## start Excerpt provided

Concrete and sustainability: When less is more

In focus: The carbon footprint of concrete and effective strategies of minimizing it in the production of concrete components.

Betoneinsparung durch RSP

Building, roads, bridges, tunnels: Concrete is versatile, robust, durable and relatively inexpensive. Thanks to its high density, it also has great thermal insulation and sound insulation properties. All of this makes concrete one of the most important and successful building materials we have at our disposal. At the same time, it is hard to ignore its environmental footprint which becomes more and more problematic and requires response and solutions from the industry.

Natural but finite

It is often argued that concrete is a natural product. This is indeed the case – if we ignore any additives used to adjust material properties, all essential components occur naturally: Concrete is made from cement, water, sand and gravel. The binding agent cement, in turn, consists of limestone, clay, and marl (a type of rock aggregate).

However, the whole truth is that these raw materials are finite resources whose extraction, production and transport are energy-intensive and associated with significant environmental impacts. This is especially true for the two main components sand and gravel, which together make up about 80 percent of concrete. Sand in suitable grain size is becoming increasingly scarce and is extracted with difficulty. The open sand deposits of the world’s great deserts are too fine for concrete production and therefore unsuitable as a rule. The extraction of sand and gravel in gravel pits also represents a significant intervention in the landscape, so that in Germany, for example, hardly any new pits are approved due to their negative effects.

Cement and the CO2 dilemma

The production of cement, an indispensable component of concrete production, is even more problematic in terms of energy consumption and CO2 emissions: the amounts of energy required to crush the rock, and, more significantly, to heat the cement to about 1,450 °C are enormous. Considering the CO2 footprint, the challenge is compounded by the fact that switching to environmentally friendly, renewable energy sources will not completely solve the problem. Only one-third of the emissions are fuel emissions, while two-thirds of the carbon dioxide emissions from cement production are process emissions related to raw materials. These occur while burning the limestone, when geogenic CO2 is converted to atmospheric CO2 and thus released into the environment.

## end Excerpt provided
## start Dataset excerpts

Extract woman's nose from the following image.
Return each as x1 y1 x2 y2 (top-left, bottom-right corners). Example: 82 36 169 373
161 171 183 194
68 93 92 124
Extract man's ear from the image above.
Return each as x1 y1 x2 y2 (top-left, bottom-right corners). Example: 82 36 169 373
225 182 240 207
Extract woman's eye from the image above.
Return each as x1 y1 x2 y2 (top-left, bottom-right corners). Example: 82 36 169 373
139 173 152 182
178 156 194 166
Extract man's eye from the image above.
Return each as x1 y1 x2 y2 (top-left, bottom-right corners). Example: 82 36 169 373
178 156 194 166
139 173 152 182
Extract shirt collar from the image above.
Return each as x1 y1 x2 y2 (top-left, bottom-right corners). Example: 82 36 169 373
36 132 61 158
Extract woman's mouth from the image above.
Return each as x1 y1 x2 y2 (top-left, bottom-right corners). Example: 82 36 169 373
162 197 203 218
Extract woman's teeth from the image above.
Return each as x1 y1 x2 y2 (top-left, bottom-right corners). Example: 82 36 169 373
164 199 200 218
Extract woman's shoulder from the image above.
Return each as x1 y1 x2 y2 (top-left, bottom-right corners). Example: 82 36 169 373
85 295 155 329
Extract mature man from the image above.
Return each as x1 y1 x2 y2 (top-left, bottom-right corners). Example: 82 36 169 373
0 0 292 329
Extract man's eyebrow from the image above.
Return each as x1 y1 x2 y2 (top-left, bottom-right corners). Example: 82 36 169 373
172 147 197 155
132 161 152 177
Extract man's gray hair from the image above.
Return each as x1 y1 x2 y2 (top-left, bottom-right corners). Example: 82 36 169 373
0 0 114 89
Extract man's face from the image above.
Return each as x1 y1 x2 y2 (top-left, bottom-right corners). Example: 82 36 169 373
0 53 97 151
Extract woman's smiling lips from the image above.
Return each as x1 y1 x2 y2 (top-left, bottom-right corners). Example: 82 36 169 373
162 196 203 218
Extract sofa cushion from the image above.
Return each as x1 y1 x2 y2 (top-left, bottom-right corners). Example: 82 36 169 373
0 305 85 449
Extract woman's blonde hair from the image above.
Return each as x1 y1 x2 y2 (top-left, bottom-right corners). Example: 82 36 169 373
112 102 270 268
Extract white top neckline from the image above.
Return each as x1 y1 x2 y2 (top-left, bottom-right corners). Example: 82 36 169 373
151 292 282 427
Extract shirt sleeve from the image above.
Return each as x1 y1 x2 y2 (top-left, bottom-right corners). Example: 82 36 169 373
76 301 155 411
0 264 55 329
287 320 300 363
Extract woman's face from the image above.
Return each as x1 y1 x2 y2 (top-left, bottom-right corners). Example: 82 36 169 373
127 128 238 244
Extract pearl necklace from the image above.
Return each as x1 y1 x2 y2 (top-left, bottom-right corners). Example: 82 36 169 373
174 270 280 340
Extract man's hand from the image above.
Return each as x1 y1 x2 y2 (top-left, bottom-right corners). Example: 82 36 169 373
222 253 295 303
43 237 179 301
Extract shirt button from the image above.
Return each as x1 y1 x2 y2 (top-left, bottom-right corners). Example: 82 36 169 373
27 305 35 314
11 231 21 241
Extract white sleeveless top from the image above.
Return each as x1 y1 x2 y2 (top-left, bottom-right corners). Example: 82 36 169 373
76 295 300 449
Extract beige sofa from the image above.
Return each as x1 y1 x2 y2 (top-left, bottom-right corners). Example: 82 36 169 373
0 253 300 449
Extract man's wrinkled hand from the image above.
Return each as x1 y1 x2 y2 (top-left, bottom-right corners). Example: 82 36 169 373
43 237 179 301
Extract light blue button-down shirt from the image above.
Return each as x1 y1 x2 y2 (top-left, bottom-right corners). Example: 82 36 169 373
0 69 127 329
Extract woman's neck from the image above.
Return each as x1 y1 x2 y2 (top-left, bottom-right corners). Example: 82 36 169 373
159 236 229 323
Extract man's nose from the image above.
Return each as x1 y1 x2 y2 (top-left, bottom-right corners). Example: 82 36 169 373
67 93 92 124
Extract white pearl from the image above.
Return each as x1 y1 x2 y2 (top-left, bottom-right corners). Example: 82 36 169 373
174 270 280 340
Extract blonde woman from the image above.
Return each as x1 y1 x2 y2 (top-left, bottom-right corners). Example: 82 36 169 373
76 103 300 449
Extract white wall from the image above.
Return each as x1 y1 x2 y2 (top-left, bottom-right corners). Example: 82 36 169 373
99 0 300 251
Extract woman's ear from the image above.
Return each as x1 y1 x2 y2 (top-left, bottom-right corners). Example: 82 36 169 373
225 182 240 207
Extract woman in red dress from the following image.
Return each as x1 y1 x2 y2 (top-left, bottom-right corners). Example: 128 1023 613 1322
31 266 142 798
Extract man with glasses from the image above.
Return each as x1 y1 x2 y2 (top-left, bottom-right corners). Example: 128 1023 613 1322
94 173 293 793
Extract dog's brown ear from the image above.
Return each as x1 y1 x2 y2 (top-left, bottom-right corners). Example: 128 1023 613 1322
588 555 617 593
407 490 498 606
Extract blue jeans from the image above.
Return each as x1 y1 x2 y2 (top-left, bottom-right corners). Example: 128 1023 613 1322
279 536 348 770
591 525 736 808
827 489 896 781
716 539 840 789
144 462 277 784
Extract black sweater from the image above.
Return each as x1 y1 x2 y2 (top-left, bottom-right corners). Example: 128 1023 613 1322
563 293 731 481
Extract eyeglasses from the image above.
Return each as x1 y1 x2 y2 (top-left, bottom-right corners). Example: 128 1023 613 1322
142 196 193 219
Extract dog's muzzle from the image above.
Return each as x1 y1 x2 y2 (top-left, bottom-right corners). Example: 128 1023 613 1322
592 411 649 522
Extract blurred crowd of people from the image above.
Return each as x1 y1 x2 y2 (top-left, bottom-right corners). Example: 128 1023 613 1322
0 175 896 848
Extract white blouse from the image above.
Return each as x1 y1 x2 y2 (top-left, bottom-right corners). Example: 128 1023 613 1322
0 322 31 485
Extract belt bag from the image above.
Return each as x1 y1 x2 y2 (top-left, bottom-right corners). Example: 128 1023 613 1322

## end Dataset excerpts

## Exercise set
1. Decide whether each statement below agrees with the excerpt on concrete and sustainability: (a) sand and gravel together make up about 80 percent of concrete; (b) switching to renewable energy sources will fully solve the CO2 problem of cement production; (c) the sand of the world's great deserts is generally suitable for concrete production. Answer yes or no for each, and quote the words of the excerpt that decide it.
2. Write the next part of the excerpt on concrete and sustainability, picking up after its last sentence.

## Answers to the exercise
1.
(a) Yes: "which together make up about 80 percent of concrete"
(b) No: "switching to environmentally friendly, renewable energy sources will not completely solve the problem"
(c) No: "too fine for concrete production and therefore unsuitable as a rule"

2.
Vital and problematic in equal measure – what’s to be done?

Realistically speaking, there will be no alternative to concrete in the foreseeable future. The building material is widespread and almost irreplaceable due to its unique properties. However, concrete also offers great potential for CO2 reduction. For the effective reduction of the carbon dioxide footprint, two approaches are particularly effective:

  1. A significant reduction in consumption and
  2. The use of novel concrete mixtures, such as recycled concrete.

When developing Concrete Aeditor and its enabling technology RSP (Robotic Shotcrete Printing), our focus has been on holistic automation right from the start. Because in concrete component production, automation can leverage significant improvements in terms of sustainability, productivity and safety.

1. Reducing CO2 through significant material savings

The formwork-free RSP process not only saves materials and costs by eliminating the time- and labor-intensive production of formwork. 3D printing also enables the implementation of optimized component geometries that reduce the concrete requirement to what is structurally and functionally necessary. In common formwork-intensive components, material savings of up to 30 percent can be achieved. Savings of this magnitude have considerable positive effects: less use of concrete and cement conserve resources and energy consumption during extraction and transportation to the factory. A lower cement consumption also directly reduces CO2 process emissions during cement production. Additionally, lower component weights after production mean less energy is required for transportation to the construction site and on-site installation.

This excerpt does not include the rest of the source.